* **WHAT THE EXERCISE ASKS**
Return verbatim every line from the first line of the data below to the line that contains "pixel 395 331", inclusive, and no further.

* **LISTED ENTRIES**
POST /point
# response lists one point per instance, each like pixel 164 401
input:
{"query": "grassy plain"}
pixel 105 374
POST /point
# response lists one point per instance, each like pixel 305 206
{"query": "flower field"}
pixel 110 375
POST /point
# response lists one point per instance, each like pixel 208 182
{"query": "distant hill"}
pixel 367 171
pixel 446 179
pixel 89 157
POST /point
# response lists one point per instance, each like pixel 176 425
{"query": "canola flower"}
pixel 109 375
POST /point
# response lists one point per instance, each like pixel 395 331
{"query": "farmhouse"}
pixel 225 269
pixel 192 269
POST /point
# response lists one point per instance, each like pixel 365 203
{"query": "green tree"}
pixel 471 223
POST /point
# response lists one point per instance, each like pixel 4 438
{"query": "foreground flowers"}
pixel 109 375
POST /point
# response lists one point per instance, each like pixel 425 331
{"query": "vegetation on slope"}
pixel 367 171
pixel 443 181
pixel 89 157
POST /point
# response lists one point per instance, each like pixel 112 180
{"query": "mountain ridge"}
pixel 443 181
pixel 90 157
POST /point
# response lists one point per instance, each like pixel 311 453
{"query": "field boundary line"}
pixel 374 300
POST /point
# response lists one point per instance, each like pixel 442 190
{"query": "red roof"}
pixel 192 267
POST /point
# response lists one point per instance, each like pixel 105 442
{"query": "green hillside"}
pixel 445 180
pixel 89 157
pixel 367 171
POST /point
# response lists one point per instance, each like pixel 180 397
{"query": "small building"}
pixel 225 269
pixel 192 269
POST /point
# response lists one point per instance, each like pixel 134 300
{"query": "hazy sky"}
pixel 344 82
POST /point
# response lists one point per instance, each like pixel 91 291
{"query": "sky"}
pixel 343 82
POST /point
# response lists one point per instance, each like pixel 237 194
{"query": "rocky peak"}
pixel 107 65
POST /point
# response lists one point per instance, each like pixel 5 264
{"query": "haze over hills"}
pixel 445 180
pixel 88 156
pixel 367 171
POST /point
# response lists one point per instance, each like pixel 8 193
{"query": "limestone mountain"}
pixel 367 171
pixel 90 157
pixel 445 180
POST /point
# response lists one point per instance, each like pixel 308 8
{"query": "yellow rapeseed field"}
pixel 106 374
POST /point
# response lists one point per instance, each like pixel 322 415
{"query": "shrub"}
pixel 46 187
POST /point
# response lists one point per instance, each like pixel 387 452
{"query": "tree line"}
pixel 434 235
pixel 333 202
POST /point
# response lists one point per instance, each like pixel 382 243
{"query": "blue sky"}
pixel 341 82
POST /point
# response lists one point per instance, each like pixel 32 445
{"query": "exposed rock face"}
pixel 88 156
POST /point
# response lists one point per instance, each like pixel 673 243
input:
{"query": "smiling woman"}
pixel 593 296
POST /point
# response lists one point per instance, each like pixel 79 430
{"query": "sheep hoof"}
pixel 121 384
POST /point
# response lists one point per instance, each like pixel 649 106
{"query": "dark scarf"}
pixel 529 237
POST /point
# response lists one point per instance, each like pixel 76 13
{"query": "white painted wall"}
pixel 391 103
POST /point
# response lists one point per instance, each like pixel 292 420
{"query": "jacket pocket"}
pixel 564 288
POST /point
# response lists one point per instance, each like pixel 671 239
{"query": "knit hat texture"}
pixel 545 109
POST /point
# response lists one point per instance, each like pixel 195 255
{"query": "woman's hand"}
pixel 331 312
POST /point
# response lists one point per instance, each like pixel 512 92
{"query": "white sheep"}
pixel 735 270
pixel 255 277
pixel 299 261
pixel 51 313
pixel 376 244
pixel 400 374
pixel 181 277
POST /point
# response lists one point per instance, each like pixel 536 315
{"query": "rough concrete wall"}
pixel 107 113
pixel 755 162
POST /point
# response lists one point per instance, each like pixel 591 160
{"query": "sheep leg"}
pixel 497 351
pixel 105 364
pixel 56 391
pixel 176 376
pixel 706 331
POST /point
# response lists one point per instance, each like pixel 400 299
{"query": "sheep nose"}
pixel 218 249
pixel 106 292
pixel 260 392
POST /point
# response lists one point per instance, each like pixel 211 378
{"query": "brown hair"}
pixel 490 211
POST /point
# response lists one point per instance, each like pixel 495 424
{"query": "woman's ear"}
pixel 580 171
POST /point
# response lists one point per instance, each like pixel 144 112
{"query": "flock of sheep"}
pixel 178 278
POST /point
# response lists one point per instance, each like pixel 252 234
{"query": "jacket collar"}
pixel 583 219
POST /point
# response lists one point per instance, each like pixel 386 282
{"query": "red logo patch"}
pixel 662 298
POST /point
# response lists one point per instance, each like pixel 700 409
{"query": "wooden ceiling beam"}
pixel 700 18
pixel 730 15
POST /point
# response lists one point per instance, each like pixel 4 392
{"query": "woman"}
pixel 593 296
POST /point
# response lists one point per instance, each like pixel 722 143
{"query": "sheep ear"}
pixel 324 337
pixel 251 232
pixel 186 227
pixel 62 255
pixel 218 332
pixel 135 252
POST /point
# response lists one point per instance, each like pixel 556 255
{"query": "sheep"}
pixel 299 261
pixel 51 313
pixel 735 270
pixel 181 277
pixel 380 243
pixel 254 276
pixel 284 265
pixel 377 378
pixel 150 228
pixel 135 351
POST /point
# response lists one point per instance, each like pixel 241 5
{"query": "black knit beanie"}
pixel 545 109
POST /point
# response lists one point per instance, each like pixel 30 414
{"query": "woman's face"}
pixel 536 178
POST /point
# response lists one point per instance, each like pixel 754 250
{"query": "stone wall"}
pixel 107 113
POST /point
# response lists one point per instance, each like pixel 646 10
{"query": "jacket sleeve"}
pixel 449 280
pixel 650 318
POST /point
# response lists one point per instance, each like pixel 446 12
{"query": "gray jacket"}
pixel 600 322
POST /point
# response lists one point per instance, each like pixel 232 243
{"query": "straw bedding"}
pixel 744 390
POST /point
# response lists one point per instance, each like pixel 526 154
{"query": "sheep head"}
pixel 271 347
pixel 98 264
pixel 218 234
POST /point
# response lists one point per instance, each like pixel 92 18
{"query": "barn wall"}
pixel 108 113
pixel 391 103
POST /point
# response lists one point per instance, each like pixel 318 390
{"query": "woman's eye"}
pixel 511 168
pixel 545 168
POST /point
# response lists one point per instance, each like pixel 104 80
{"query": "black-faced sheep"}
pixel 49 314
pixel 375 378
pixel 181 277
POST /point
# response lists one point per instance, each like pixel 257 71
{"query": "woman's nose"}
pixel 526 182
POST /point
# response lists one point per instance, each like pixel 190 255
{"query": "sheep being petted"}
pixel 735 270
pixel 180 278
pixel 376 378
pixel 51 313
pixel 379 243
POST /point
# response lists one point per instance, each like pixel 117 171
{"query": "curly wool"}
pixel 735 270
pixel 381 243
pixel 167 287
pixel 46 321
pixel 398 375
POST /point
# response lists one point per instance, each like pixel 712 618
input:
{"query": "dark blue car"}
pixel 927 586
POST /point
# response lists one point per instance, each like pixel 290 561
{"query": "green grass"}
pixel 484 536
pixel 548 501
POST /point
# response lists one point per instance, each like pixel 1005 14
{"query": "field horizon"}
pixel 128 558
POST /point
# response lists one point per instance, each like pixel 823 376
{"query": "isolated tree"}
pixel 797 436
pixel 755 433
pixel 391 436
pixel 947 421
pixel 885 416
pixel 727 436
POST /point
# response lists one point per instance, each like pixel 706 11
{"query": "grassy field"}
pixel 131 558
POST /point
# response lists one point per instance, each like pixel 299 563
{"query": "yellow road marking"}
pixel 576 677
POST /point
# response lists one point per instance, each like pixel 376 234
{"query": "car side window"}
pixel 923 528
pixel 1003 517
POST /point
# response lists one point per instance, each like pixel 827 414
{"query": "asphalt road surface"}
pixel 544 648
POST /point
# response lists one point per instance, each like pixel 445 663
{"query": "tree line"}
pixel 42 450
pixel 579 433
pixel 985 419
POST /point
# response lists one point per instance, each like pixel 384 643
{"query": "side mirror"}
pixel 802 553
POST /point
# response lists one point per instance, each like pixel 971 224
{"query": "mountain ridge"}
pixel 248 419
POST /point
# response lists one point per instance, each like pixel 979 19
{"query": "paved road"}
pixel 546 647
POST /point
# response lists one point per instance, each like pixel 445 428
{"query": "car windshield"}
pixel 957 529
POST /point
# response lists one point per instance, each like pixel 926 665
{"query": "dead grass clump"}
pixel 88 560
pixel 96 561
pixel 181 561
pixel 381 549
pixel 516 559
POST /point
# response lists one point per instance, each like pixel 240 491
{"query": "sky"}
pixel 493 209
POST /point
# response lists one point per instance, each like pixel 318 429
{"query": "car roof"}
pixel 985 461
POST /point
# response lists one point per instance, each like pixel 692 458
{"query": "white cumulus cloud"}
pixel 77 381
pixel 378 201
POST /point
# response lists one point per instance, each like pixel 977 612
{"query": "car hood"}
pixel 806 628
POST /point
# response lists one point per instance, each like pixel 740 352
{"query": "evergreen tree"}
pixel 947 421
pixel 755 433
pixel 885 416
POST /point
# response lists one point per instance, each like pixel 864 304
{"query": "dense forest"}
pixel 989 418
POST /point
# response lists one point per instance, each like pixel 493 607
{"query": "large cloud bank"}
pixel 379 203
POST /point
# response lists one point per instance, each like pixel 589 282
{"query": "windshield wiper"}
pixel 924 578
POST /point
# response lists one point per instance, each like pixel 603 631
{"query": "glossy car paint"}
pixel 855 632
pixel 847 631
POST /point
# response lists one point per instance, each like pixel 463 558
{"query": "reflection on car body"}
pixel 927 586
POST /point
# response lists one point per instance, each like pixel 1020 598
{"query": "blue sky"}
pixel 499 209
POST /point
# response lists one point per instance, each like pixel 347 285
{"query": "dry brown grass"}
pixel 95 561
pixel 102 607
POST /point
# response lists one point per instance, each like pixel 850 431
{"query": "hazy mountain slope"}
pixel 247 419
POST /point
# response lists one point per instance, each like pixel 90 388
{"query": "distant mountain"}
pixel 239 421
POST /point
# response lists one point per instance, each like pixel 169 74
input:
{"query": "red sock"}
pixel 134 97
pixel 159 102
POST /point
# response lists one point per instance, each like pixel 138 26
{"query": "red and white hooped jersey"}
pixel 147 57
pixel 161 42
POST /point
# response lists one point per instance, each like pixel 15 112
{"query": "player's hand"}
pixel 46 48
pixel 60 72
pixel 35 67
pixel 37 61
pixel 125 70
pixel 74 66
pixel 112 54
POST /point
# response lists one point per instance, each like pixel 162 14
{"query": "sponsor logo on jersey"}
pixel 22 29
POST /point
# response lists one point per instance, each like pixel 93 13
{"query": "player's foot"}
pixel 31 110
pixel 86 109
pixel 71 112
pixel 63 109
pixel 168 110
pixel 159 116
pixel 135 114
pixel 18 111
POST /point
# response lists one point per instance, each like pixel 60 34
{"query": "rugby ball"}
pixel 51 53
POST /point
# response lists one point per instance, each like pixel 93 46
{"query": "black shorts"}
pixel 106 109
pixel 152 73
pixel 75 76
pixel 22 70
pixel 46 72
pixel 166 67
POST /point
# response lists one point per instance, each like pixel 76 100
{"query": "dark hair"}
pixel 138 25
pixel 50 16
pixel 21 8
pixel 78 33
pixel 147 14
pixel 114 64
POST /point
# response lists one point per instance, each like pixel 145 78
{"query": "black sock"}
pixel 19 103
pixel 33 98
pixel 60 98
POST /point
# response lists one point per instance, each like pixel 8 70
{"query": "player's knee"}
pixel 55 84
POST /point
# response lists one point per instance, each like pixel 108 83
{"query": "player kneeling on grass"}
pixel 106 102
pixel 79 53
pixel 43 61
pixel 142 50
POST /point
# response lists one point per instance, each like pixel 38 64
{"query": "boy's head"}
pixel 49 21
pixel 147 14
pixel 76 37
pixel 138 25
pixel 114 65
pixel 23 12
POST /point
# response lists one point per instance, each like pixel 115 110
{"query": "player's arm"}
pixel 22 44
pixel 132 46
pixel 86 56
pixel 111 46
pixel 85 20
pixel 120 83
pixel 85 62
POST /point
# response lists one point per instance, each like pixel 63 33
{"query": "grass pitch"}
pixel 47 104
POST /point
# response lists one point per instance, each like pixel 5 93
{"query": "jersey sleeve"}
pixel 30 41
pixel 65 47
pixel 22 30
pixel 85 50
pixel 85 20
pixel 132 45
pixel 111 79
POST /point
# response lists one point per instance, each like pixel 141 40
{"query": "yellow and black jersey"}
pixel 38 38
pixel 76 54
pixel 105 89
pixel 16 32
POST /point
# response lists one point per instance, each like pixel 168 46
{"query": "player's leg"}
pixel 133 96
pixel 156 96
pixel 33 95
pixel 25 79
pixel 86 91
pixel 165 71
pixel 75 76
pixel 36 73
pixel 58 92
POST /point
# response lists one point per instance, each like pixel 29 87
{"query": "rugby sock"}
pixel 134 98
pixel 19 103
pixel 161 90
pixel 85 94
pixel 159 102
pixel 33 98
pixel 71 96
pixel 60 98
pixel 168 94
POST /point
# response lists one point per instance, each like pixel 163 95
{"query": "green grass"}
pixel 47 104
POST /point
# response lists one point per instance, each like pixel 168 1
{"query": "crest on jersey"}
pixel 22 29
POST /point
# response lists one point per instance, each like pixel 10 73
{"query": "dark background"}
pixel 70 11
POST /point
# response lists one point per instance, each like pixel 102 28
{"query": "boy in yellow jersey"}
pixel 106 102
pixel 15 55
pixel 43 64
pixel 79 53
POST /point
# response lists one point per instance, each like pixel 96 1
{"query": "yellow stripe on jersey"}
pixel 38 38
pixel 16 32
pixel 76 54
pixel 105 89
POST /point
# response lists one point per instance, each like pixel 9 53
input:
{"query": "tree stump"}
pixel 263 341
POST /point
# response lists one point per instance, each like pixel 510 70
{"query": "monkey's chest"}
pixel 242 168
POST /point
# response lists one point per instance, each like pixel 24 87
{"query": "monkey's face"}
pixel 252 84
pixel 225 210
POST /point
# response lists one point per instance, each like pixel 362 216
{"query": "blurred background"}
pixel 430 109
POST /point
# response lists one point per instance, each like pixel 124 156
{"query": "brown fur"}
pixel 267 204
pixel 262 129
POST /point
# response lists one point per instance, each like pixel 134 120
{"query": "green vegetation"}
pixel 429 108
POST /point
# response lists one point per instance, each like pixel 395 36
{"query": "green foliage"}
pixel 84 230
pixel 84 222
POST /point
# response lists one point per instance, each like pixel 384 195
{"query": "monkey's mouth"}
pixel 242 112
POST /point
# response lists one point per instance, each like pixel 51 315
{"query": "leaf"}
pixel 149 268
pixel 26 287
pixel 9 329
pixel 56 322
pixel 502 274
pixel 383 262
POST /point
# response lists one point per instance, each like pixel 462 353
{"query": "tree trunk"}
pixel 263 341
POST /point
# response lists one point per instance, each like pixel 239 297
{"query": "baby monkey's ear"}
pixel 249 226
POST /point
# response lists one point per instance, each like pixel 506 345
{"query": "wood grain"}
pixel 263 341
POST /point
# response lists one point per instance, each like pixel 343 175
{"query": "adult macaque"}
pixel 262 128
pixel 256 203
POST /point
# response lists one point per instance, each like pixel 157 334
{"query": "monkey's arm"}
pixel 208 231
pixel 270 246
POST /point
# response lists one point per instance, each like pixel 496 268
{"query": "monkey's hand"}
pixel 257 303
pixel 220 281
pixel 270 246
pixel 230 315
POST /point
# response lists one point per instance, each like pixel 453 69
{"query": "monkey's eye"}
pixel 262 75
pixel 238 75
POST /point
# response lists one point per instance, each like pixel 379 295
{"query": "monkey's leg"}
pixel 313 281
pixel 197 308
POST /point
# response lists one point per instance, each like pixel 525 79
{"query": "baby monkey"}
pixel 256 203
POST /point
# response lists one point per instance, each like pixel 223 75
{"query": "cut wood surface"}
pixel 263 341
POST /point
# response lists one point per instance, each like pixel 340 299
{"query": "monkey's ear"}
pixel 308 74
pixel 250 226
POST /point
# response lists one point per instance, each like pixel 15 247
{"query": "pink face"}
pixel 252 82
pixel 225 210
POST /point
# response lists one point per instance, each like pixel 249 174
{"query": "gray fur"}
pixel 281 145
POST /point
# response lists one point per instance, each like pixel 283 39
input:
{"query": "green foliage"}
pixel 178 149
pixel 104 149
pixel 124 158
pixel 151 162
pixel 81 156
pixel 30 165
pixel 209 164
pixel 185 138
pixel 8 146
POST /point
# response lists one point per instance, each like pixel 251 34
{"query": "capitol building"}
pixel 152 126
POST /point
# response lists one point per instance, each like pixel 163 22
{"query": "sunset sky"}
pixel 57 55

* **ANSWER BELOW**
POST /point
# response lists one point per instance, each like pixel 164 401
input:
{"query": "grassy plain"}
pixel 105 374
POST /point
# response lists one point per instance, each like pixel 305 206
{"query": "flower field"}
pixel 110 375
POST /point
# response lists one point per instance, each like pixel 208 182
{"query": "distant hill"}
pixel 367 171
pixel 446 179
pixel 89 157
POST /point
# response lists one point per instance, each like pixel 176 425
{"query": "canola flower"}
pixel 109 375
POST /point
# response lists one point per instance, each like pixel 395 331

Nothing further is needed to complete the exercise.